* _Assignment_: Reproduce word for word, from the entries below, the line with "point: red container", the line with "point: large white", and every line between them, and nothing more.

Region pointing data:
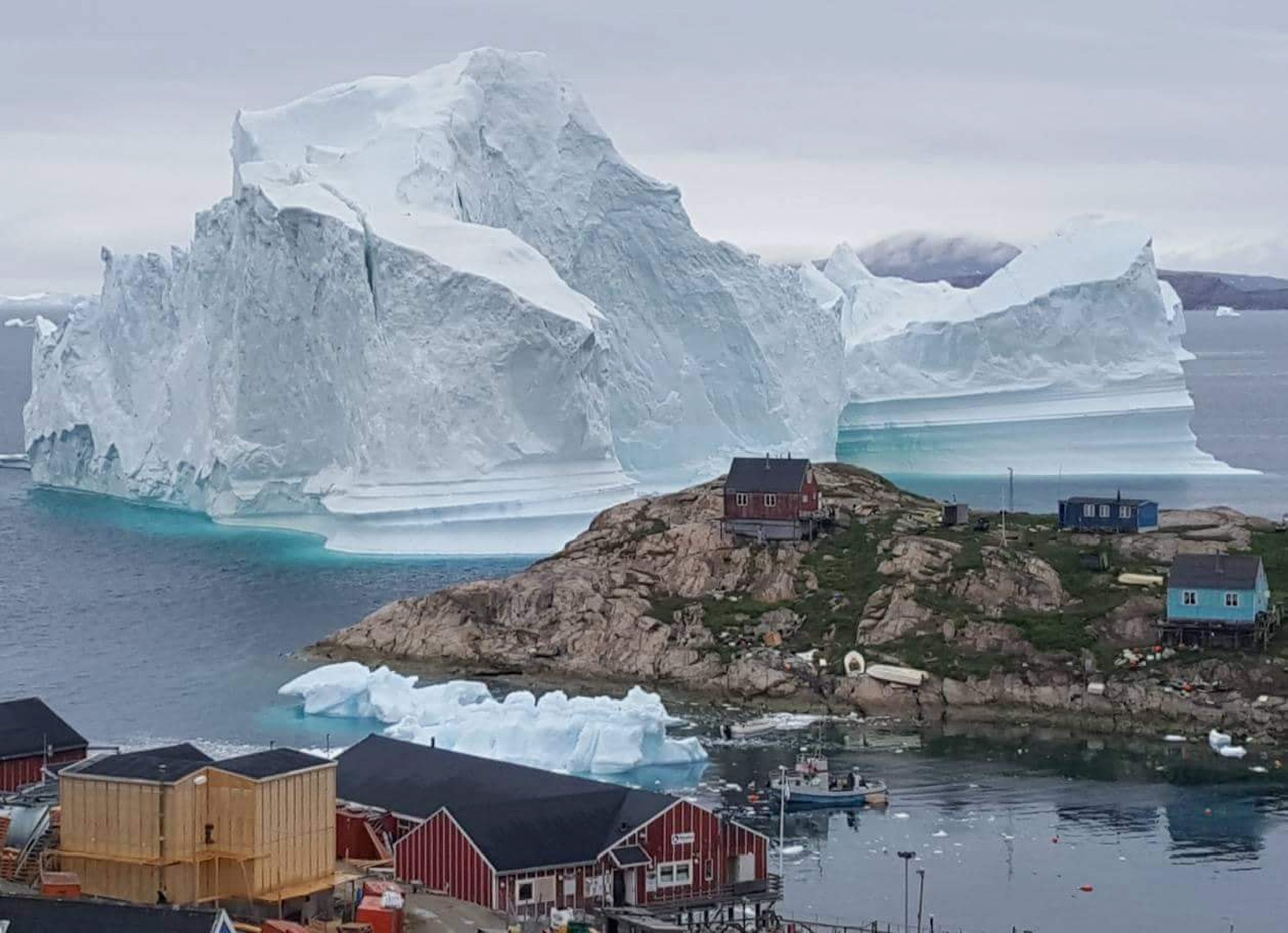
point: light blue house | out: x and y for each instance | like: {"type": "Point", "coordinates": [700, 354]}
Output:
{"type": "Point", "coordinates": [1218, 593]}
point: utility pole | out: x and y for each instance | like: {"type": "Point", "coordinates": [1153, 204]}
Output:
{"type": "Point", "coordinates": [921, 895]}
{"type": "Point", "coordinates": [906, 858]}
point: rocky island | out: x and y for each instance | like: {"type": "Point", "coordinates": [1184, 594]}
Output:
{"type": "Point", "coordinates": [1023, 628]}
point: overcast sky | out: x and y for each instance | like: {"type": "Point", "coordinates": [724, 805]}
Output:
{"type": "Point", "coordinates": [789, 127]}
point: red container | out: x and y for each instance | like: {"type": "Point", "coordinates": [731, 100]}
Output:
{"type": "Point", "coordinates": [382, 919]}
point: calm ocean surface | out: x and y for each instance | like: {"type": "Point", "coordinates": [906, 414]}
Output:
{"type": "Point", "coordinates": [143, 626]}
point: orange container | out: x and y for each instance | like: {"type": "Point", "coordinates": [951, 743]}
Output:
{"type": "Point", "coordinates": [382, 919]}
{"type": "Point", "coordinates": [60, 884]}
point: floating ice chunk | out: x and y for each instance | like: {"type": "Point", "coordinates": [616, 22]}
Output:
{"type": "Point", "coordinates": [1218, 740]}
{"type": "Point", "coordinates": [579, 735]}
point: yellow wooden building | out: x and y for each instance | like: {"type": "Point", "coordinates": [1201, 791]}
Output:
{"type": "Point", "coordinates": [173, 823]}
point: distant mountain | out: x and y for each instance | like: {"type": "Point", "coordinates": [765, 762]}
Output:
{"type": "Point", "coordinates": [962, 261]}
{"type": "Point", "coordinates": [969, 259]}
{"type": "Point", "coordinates": [1216, 289]}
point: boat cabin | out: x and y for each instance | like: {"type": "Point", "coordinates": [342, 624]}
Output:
{"type": "Point", "coordinates": [771, 499]}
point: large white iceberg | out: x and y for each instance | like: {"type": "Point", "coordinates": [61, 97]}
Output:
{"type": "Point", "coordinates": [1067, 359]}
{"type": "Point", "coordinates": [437, 314]}
{"type": "Point", "coordinates": [442, 314]}
{"type": "Point", "coordinates": [578, 735]}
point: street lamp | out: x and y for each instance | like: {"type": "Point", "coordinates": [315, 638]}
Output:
{"type": "Point", "coordinates": [907, 858]}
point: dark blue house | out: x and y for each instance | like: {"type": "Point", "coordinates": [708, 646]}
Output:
{"type": "Point", "coordinates": [1108, 513]}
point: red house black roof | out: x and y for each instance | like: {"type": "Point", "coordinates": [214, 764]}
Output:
{"type": "Point", "coordinates": [519, 817]}
{"type": "Point", "coordinates": [767, 475]}
{"type": "Point", "coordinates": [28, 727]}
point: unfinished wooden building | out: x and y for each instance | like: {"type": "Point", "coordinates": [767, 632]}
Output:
{"type": "Point", "coordinates": [173, 824]}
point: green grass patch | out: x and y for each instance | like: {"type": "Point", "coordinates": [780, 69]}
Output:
{"type": "Point", "coordinates": [845, 566]}
{"type": "Point", "coordinates": [935, 654]}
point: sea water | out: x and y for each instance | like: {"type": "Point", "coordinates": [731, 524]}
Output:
{"type": "Point", "coordinates": [145, 626]}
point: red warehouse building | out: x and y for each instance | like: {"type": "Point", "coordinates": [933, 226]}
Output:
{"type": "Point", "coordinates": [525, 840]}
{"type": "Point", "coordinates": [771, 499]}
{"type": "Point", "coordinates": [33, 736]}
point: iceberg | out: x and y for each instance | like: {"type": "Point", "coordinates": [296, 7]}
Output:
{"type": "Point", "coordinates": [437, 314]}
{"type": "Point", "coordinates": [441, 314]}
{"type": "Point", "coordinates": [1068, 359]}
{"type": "Point", "coordinates": [575, 735]}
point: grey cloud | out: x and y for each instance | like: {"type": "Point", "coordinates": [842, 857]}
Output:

* _The answer_:
point: red container | out: x and y for each instance | like: {"type": "Point", "coordinates": [731, 100]}
Output:
{"type": "Point", "coordinates": [382, 919]}
point: calm ocean surface | out: x and y for each instance | like: {"type": "Point", "coordinates": [906, 414]}
Output:
{"type": "Point", "coordinates": [143, 626]}
point: orange container | out: x and y for each instance | like: {"type": "Point", "coordinates": [951, 743]}
Output:
{"type": "Point", "coordinates": [382, 919]}
{"type": "Point", "coordinates": [60, 884]}
point: floating ice chunk | out: x and y for each instance | like: {"type": "Point", "coordinates": [616, 22]}
Output:
{"type": "Point", "coordinates": [1218, 740]}
{"type": "Point", "coordinates": [579, 735]}
point: yellow wooden building | out: x and y for each instance | like: {"type": "Point", "coordinates": [1201, 791]}
Output:
{"type": "Point", "coordinates": [173, 823]}
point: distant mountain | out: x and y for each instance | like: {"type": "Point", "coordinates": [765, 762]}
Output:
{"type": "Point", "coordinates": [962, 261]}
{"type": "Point", "coordinates": [969, 259]}
{"type": "Point", "coordinates": [1216, 289]}
point: boat cabin | out: x and y for each instance | like: {"type": "Point", "coordinates": [342, 624]}
Output:
{"type": "Point", "coordinates": [771, 499]}
point: large white iceberg | out: x and y for each instance | like: {"type": "Point", "coordinates": [61, 97]}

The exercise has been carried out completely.